Dataset entries:
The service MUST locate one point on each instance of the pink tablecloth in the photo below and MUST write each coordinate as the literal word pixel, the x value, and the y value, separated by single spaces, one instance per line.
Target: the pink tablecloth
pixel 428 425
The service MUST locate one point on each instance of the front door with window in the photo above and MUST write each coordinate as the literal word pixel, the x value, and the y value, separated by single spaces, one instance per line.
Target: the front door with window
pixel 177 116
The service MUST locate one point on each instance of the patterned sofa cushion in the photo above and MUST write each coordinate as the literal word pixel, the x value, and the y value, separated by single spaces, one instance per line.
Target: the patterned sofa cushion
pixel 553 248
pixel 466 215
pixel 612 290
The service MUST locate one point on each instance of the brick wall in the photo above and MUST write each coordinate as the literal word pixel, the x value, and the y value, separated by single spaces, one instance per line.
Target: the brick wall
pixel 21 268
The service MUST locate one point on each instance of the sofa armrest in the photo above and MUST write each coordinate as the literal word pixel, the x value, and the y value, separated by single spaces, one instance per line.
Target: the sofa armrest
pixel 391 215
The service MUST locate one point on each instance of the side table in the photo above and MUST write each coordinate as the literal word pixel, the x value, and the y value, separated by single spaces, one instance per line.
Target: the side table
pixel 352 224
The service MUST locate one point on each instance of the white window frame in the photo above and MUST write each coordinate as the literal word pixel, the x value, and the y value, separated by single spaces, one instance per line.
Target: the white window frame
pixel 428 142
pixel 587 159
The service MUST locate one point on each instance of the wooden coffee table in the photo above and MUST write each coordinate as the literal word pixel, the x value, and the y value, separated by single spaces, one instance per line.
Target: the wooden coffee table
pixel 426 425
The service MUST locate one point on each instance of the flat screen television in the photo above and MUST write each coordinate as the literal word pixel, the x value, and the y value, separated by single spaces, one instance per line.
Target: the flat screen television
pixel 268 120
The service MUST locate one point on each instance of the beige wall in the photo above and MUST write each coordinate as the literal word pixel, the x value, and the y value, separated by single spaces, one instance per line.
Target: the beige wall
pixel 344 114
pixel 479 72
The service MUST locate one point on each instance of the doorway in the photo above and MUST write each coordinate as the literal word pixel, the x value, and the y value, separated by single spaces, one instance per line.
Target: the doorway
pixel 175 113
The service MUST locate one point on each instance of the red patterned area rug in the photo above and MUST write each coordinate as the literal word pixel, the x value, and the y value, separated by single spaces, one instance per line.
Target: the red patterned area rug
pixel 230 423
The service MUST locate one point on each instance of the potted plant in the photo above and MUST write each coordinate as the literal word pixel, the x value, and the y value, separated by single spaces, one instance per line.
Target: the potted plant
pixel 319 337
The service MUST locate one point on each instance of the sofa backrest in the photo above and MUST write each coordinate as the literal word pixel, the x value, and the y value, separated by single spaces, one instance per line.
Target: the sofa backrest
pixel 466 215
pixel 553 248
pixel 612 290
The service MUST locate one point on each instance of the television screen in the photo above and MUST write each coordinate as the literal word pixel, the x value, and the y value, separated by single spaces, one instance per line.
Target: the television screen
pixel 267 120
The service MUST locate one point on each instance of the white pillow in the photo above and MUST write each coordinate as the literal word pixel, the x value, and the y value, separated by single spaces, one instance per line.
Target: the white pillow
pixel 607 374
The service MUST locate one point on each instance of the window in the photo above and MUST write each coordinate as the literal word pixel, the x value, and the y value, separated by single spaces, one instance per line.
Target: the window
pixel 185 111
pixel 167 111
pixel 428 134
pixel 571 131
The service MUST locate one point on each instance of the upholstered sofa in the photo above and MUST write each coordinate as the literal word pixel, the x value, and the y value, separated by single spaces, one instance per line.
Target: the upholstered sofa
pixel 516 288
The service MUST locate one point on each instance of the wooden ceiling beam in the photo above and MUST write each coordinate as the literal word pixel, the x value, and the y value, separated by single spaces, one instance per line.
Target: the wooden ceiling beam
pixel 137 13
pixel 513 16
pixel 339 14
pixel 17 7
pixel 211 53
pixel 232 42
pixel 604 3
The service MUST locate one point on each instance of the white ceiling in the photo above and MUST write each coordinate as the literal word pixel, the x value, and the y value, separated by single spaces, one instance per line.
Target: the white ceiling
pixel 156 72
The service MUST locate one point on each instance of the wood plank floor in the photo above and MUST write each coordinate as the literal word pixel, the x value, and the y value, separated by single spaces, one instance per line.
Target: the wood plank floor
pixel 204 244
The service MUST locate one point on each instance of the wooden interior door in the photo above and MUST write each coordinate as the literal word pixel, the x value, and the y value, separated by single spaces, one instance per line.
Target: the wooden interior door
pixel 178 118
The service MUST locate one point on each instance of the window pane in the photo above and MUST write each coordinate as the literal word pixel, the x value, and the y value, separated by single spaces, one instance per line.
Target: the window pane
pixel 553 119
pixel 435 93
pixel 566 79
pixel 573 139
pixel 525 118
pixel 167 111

YOUR GOAL:
Retype every entry exactly.

EXERCISE OUTPUT:
The service MUST locate one point on each instance of the pink tablecloth in the photo below and MUST write each coordinate as the literal word pixel, the x value, and the y value, separated by single spaces, one instance per line.
Target: the pink tablecloth
pixel 428 425
The service MUST locate one point on each instance of the front door with window in the photo above and MUST write each coordinate as the literal word pixel, the x value, and the y value, separated by single spaces, one instance per line.
Target: the front door with window
pixel 177 116
The service MUST locate one point on each instance of the patterned sofa cushion in the photo above and MUST write each coordinate as the literal word pixel, the x value, and the y value, separated by single spaces, one instance per line.
Target: the patterned sofa cushion
pixel 553 248
pixel 466 215
pixel 612 290
The service MUST locate one point on each instance of the brick wall in the photo above and MUST write each coordinate as the literal word pixel, the x value, and the y value, separated by single spaces, one instance per line.
Target: the brick wall
pixel 21 268
The service MUST locate one point on each instance of the sofa armrest in the photo above and MUST write each coordinate as the literal word pixel, the x value, and the y value, separated by single spaces, one instance per line.
Target: the sofa armrest
pixel 391 215
The service MUST locate one point on each instance of the side table in the photo above and MUST write each coordinate as the literal word pixel, the x value, and the y value, separated by single spaces, one instance per line.
Target: the side table
pixel 352 224
The service MUST locate one point on each instance of the white window frame in the photo above and MUST write each coordinate as the literal word pixel, the x value, and the y value, separated by single spaces, one instance per line.
Target: the white window frame
pixel 428 142
pixel 587 159
The service MUST locate one point on each instance of the wooden coffee table in the photo above and MUST write each coordinate as the literal word pixel, the x value, and the y value, separated by single spaces, one instance per line.
Target: the wooden coffee table
pixel 426 425
The service MUST locate one point on each instance of the flat screen television in the photo above and MUST write each coordinate as the literal word pixel, the x value, and the y value, separated by single spaces, one instance per line.
Target: the flat screen television
pixel 268 120
The service MUST locate one point on each instance of the beige wall in the photo above and MUST write each coordinate as the literal word pixel, the x value, and the y value, separated by single spaces, one instance per line.
Target: the beige wall
pixel 344 114
pixel 479 72
The service MUST locate one point on each instance of the doorway in the photo above and MUST write each coordinate as the literal word pixel, the x value, and the y value, separated by single spaces, one instance per line.
Target: the doorway
pixel 175 113
The service MUST locate one point on each instance of the red patterned area rug in the photo above and MUST write each coordinate as the literal word pixel, the x value, and the y value, separated by single spaces, one instance per line.
Target: the red patterned area rug
pixel 230 423
The service MUST locate one point on each instance of the potted plant in the photo above and MUST write each coordinate as the literal word pixel, the x value, and the y value, separated by single spaces, one instance per line.
Target: the potted plant
pixel 319 337
The service MUST locate one point on each instance of the sofa backrest in the photo above and MUST write each coordinate as the literal word pixel, the x value, and the y value, separated by single spaces, one instance per line.
Target: the sofa backrest
pixel 466 215
pixel 553 248
pixel 612 290
The service MUST locate one point on each instance of the television screen in the photo above and MUST write each coordinate as the literal word pixel, the x value, and the y value, separated by single spaces, one instance per line.
Target: the television screen
pixel 267 120
The service MUST locate one point on each instance of the white pillow in the photo above and MUST write each coordinate as the literal word pixel, the x value, and the y value, separated by single spaces, one instance per line.
Target: the white pillow
pixel 607 374
The service MUST locate one point on each instance of the window in the photo above and MUST write each coordinate as the literal word pixel, the x value, and the y value, separated by single spaces, one instance per line.
Target: the window
pixel 185 111
pixel 167 111
pixel 428 134
pixel 571 131
The service MUST locate one point on each instance of the upholstered sofa in the photo above and MUST write each coordinate as the literal word pixel, the x value, and the y value, separated by single spaces, one instance per line.
Target: the upholstered sofa
pixel 516 288
The service MUST locate one point on each instance of the wooden ceiling beam in the photo above and MUST write each coordinate as the literal word pixel, the x value, and the y value, separated by single spaces, one instance per line.
Target: the wooden ceiling beam
pixel 137 13
pixel 513 16
pixel 339 14
pixel 17 7
pixel 211 53
pixel 232 42
pixel 604 3
The service MUST locate one point on each instance of the white ceiling in the photo above and MUST write each coordinate as the literal word pixel, the x value, and the y value, separated by single spaces, one instance per line.
Target: the white ceiling
pixel 156 72
The service MUST locate one point on each instance of the wood plank floor in the photo above and MUST write each coordinate as the literal word pixel, the x value, and the y value, separated by single spaces, one instance per line.
Target: the wood plank floor
pixel 204 244
The service MUST locate one point on each instance of the wooden interior door in the photo above and MUST write each coordinate as the literal word pixel, the x value, and the y value, separated by single spaces, one instance per line.
Target: the wooden interior door
pixel 178 118
The service MUST locate one point on each instance of the window pane in the photo above and MUST write each coordinate as the literal word pixel, the x value, and the y value, separated by single spaces, one instance per line.
Target: the window pane
pixel 553 119
pixel 435 93
pixel 566 79
pixel 573 139
pixel 525 118
pixel 167 111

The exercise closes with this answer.